→ SOURCE RECORDS:
-- BEGIN --
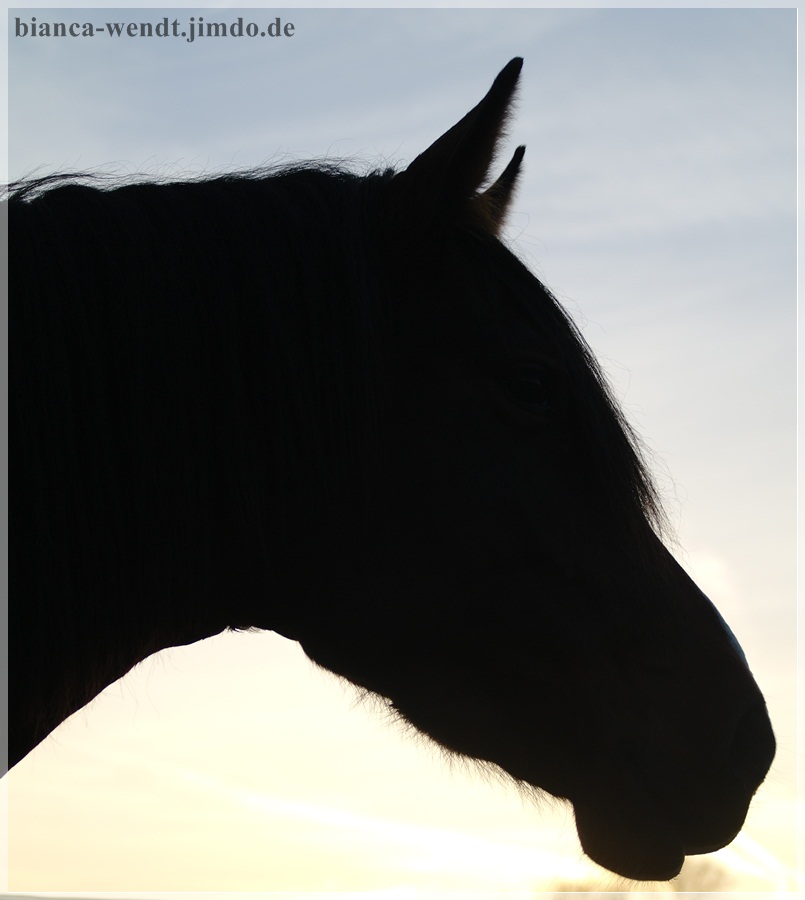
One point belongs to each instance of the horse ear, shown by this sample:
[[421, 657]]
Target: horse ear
[[453, 168]]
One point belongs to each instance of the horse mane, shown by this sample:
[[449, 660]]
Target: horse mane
[[290, 384]]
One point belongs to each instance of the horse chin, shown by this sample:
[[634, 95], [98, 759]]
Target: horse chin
[[636, 842]]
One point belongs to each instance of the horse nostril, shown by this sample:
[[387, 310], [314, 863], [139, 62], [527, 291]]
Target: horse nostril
[[753, 747]]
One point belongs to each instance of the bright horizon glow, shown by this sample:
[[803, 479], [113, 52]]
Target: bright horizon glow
[[658, 203]]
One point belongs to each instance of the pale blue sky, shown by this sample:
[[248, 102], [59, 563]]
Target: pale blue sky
[[658, 202]]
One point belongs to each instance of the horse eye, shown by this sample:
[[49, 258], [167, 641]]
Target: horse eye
[[530, 387]]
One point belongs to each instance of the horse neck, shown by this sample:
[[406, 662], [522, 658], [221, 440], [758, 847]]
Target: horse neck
[[152, 457]]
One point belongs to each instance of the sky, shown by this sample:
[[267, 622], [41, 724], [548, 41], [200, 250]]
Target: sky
[[658, 203]]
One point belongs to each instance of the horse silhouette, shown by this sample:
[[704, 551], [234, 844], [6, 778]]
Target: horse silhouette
[[338, 407]]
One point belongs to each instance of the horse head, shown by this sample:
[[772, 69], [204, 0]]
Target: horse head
[[516, 602]]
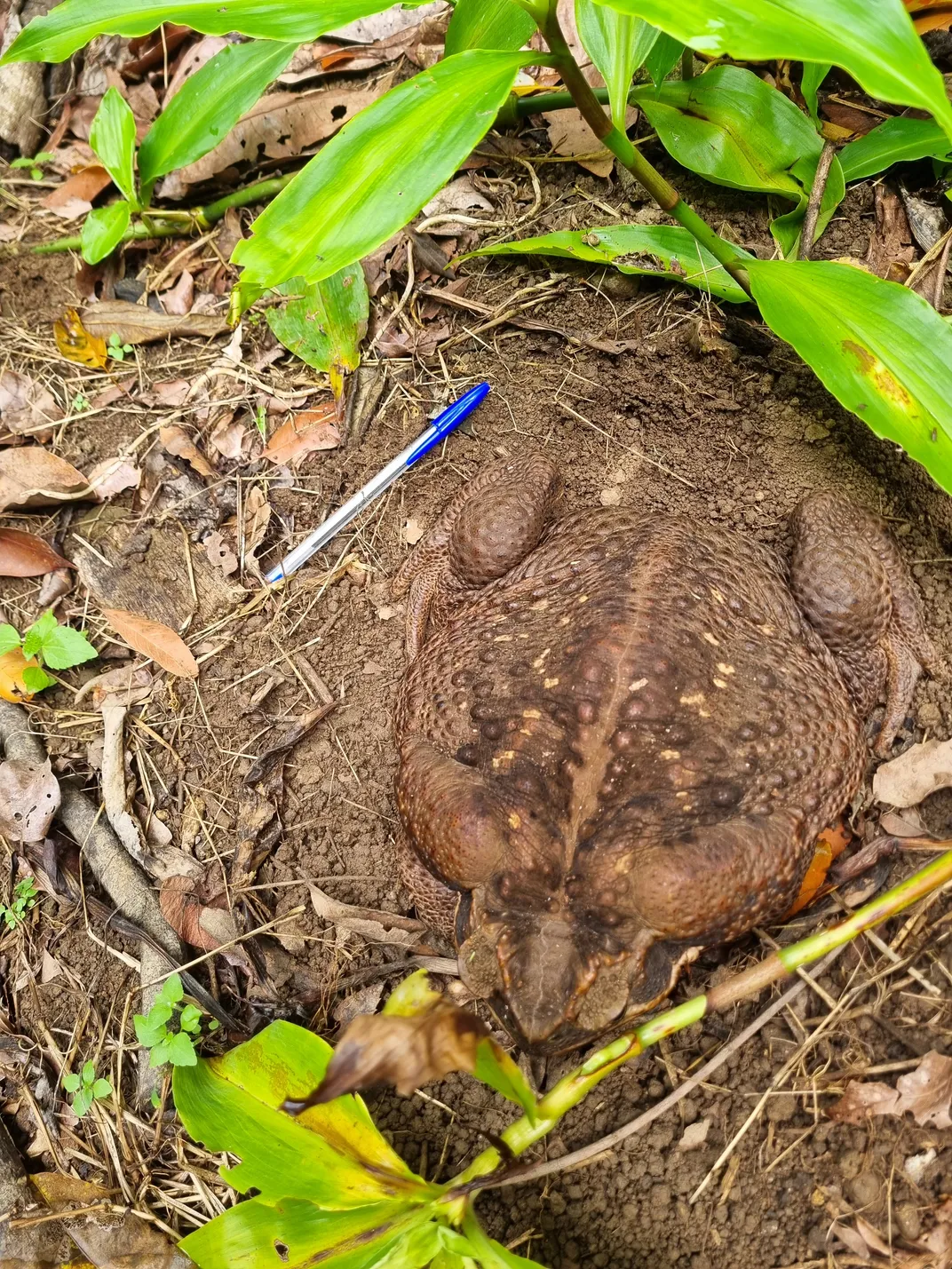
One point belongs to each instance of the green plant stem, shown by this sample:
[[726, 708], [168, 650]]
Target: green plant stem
[[175, 222], [579, 1083], [662, 193]]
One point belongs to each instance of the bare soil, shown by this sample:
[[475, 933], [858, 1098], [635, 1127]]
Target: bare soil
[[735, 437]]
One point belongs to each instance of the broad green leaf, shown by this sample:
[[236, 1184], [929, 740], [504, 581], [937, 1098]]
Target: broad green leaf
[[898, 139], [65, 646], [813, 75], [113, 138], [653, 250], [617, 44], [376, 174], [499, 1071], [74, 23], [293, 1233], [664, 56], [325, 324], [331, 1155], [880, 348], [736, 131], [488, 24], [209, 106], [9, 638], [874, 40], [102, 230]]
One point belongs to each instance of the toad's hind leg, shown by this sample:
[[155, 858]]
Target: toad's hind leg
[[489, 527], [854, 589]]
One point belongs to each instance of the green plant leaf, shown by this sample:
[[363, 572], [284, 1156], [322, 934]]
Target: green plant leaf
[[64, 646], [617, 44], [325, 324], [653, 250], [738, 131], [664, 56], [296, 1233], [880, 348], [496, 1067], [898, 139], [9, 638], [40, 631], [102, 230], [113, 138], [875, 42], [488, 24], [813, 75], [209, 106], [331, 1155], [376, 174], [74, 23]]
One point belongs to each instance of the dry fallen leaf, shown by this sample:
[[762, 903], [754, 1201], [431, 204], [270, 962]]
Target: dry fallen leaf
[[907, 780], [31, 476], [27, 406], [29, 798], [153, 639], [135, 324], [112, 476], [26, 556], [301, 435], [178, 442], [77, 344]]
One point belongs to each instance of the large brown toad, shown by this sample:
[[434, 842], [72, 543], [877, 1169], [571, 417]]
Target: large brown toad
[[621, 734]]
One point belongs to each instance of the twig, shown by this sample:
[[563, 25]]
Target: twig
[[813, 207]]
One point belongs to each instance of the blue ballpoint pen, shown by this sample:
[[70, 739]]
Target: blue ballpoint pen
[[440, 426]]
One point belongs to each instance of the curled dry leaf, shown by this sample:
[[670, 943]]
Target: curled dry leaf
[[153, 639], [27, 406], [301, 435], [407, 1052], [202, 925], [135, 324], [29, 798], [907, 780], [31, 476], [112, 476], [178, 442], [925, 1093], [26, 556], [77, 344]]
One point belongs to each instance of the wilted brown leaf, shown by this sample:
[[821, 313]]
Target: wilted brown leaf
[[29, 798], [31, 476], [135, 324], [153, 639], [27, 406], [301, 435], [24, 556], [407, 1052], [178, 442], [77, 344]]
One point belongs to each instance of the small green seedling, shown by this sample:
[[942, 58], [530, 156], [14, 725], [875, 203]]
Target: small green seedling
[[117, 349], [35, 164], [86, 1089], [51, 644], [177, 1043], [24, 898]]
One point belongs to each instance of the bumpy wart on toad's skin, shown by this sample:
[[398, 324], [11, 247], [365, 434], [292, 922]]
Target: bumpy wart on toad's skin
[[621, 734]]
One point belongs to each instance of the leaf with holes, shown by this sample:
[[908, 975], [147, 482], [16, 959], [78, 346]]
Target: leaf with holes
[[880, 348]]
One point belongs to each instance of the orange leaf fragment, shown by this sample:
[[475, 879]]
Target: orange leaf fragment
[[154, 639]]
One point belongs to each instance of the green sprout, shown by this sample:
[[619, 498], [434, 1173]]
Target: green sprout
[[86, 1089], [51, 644], [35, 164], [117, 349], [175, 1044], [24, 898]]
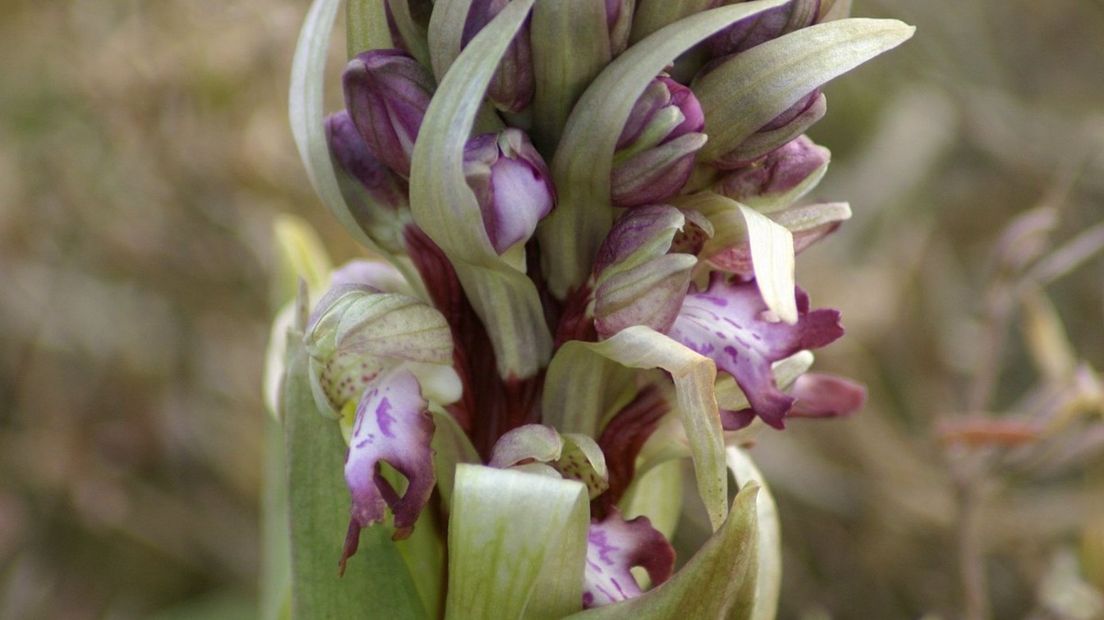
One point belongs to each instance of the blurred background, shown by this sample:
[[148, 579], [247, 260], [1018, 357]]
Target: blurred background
[[144, 153]]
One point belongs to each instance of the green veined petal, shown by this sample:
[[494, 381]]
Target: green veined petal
[[643, 348], [517, 545]]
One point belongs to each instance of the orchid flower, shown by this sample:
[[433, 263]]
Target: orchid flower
[[581, 221]]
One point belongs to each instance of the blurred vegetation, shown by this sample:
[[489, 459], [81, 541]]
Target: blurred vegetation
[[144, 152]]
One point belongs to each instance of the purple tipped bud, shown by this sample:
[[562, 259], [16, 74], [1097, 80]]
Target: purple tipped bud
[[511, 89], [763, 27], [640, 270], [375, 195], [783, 129], [388, 93], [511, 183], [657, 148], [730, 323], [778, 172], [614, 546]]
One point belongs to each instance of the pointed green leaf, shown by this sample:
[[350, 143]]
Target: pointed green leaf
[[571, 45], [446, 31], [517, 545], [751, 88], [654, 14], [367, 27], [719, 581], [584, 158], [641, 348], [318, 503], [307, 118], [413, 34], [444, 206], [764, 605]]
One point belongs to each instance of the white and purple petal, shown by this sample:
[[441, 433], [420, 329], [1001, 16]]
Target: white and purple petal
[[614, 546], [730, 323], [393, 426]]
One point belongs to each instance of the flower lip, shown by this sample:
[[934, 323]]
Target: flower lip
[[729, 323]]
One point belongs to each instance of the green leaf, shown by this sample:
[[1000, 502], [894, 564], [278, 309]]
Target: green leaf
[[367, 27], [768, 543], [412, 33], [276, 546], [318, 502], [751, 88], [446, 210], [517, 545], [446, 31], [450, 447], [306, 114], [584, 159], [571, 45], [719, 581], [577, 363]]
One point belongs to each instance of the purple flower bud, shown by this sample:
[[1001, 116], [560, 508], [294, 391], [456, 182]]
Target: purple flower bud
[[613, 547], [511, 89], [783, 129], [639, 278], [657, 148], [375, 195], [778, 172], [511, 183], [763, 27], [386, 94], [730, 323]]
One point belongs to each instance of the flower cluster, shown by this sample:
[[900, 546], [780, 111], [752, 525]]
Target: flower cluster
[[590, 218]]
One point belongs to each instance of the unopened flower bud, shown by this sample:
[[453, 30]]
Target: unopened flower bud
[[386, 94], [511, 183], [657, 148], [375, 195], [783, 129], [511, 89], [778, 172], [640, 276], [763, 27]]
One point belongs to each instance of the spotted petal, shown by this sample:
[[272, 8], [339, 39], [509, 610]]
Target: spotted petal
[[613, 547], [729, 322]]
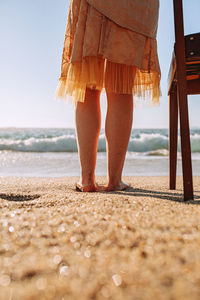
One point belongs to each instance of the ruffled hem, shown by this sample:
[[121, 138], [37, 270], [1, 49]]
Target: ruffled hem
[[101, 74]]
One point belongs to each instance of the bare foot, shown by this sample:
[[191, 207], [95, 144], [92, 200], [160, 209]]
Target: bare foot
[[88, 188], [121, 187]]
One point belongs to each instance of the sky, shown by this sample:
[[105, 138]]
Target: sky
[[32, 36]]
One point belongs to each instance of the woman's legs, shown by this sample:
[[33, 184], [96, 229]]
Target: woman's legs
[[118, 128], [88, 125]]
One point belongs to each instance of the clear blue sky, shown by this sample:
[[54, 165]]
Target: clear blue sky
[[32, 34]]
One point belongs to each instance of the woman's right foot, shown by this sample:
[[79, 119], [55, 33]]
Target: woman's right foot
[[120, 187], [88, 188]]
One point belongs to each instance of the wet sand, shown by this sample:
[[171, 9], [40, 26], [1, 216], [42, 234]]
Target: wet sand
[[56, 243]]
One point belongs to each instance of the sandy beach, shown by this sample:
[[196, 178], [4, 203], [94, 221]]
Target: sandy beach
[[56, 243]]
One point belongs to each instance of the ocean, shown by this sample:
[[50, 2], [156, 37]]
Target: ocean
[[52, 152]]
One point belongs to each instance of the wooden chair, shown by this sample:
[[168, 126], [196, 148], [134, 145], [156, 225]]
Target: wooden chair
[[184, 79]]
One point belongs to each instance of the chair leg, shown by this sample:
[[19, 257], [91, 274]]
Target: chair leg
[[173, 132], [185, 145]]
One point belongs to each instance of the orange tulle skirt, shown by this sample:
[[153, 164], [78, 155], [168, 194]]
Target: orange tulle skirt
[[114, 70]]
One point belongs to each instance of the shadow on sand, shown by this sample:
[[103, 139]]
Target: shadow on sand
[[18, 198], [170, 196]]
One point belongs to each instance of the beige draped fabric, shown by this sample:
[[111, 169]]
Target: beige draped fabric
[[111, 45]]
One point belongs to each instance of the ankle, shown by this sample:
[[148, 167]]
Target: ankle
[[114, 181]]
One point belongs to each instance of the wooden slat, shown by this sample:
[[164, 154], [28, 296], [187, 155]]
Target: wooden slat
[[173, 136], [193, 87]]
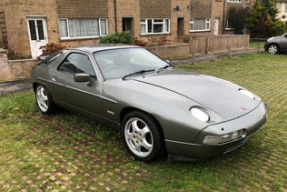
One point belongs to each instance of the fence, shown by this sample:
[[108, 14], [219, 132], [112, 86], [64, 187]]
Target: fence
[[216, 44]]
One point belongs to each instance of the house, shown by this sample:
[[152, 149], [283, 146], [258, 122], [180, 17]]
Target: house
[[281, 5], [27, 25]]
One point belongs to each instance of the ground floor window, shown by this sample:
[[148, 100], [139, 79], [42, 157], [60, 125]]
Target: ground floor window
[[199, 24], [82, 28], [228, 25], [154, 26]]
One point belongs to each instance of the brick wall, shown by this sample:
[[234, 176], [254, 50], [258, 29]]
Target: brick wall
[[201, 9], [84, 9], [155, 9]]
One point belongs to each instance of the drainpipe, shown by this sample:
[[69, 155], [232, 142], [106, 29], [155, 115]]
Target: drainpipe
[[115, 7], [223, 25]]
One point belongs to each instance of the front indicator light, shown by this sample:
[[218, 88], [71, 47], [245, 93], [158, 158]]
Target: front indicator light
[[199, 114], [218, 139], [247, 93]]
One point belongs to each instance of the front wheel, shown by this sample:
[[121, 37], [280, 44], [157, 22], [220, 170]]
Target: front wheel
[[273, 49], [44, 100], [142, 136]]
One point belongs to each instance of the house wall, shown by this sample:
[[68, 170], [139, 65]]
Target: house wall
[[282, 13], [155, 9], [87, 9], [16, 14]]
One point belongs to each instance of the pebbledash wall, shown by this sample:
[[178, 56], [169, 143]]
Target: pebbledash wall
[[175, 15]]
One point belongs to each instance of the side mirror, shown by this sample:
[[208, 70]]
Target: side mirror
[[82, 77]]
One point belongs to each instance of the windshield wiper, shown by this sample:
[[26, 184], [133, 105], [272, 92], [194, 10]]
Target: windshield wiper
[[163, 68], [137, 73]]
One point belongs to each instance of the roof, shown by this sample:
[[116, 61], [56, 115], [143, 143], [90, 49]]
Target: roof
[[101, 47]]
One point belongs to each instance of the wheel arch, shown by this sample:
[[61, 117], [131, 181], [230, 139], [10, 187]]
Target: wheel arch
[[127, 110]]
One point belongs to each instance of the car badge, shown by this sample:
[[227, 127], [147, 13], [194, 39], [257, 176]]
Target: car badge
[[241, 107]]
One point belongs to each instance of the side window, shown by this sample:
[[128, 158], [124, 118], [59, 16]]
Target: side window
[[77, 63]]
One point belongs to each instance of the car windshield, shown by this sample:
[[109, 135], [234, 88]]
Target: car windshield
[[125, 62]]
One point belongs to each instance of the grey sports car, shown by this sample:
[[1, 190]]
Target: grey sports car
[[276, 44], [157, 108]]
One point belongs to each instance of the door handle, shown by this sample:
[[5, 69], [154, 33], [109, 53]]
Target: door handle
[[54, 77]]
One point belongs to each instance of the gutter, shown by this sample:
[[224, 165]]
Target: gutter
[[115, 8]]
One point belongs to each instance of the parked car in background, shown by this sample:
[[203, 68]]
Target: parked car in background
-- END --
→ GIVEN EXERCISE: Extract the closing run of lines, starting with the one containing "One point belongs to each instance of the car windshield, shown" and ending at the last, exactly as written.

→ SOLUTION TO THIS TASK:
One point belongs to each instance of the car windshield, shown by this sample:
[[109, 135], [234, 88]]
Target: car windshield
[[125, 62]]
One point belongs to each instance of the grey sports car, shown by this sample:
[[1, 190]]
Target: grey sports car
[[276, 44], [157, 108]]
One point belongs to each instance of the door handle, shown by this sample:
[[5, 69], [154, 33], [109, 53]]
Target: door handle
[[54, 77]]
One point belongs to each instance of the gutter, shown by this sample:
[[224, 165]]
Target: gutter
[[115, 8]]
One point belongs to each instance of the parked car in background, shown by this sample:
[[203, 68]]
Target: parked car in background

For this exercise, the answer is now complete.